What is asked
Could you give the lines of all the records again with "linen" swapped for "cotton" and everything else unchanged, leaving out the pictures?

Material provided
-----

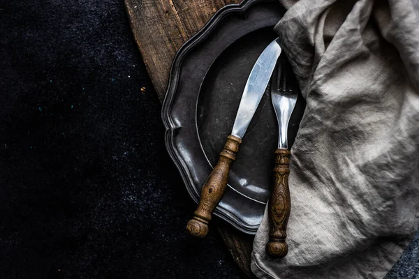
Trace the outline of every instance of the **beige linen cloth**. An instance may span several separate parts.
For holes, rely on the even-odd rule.
[[[261,278],[382,278],[419,218],[418,0],[282,0],[275,27],[307,107],[291,149],[288,255]],[[416,10],[415,10],[416,7]]]

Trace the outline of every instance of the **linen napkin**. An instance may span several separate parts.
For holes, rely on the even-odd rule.
[[[275,27],[307,101],[291,149],[288,255],[263,278],[381,278],[419,220],[417,0],[282,0]]]

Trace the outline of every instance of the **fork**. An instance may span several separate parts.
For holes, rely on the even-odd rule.
[[[266,252],[277,257],[288,253],[286,226],[290,216],[291,200],[288,187],[290,174],[287,132],[290,118],[297,102],[298,85],[286,57],[277,64],[271,82],[271,98],[279,128],[278,148],[275,150],[274,185],[268,204],[269,242]]]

-----

Solved exercise
Trace the outline of every instance of the **beige cotton cloth**. An instance may span several separate parts.
For holes, rely on the even-odd rule.
[[[261,278],[382,278],[419,218],[418,0],[282,0],[275,27],[307,107],[291,149],[288,255]],[[416,10],[415,10],[416,7]]]

Trace the outline of every instance of the **cotton napkin**. An instance may span several separate parts.
For holes, rely on the even-odd rule.
[[[275,27],[307,101],[291,149],[288,255],[263,278],[381,278],[419,220],[417,0],[282,0]]]

Trace the outline of every instance of the **fork**. An instance may span several separate parts.
For holes, rely on the even-odd rule.
[[[266,252],[277,257],[288,253],[286,226],[290,216],[291,200],[288,187],[290,174],[287,132],[290,118],[297,102],[298,85],[286,57],[277,64],[271,82],[271,98],[279,128],[278,148],[275,150],[274,185],[268,204],[269,242]]]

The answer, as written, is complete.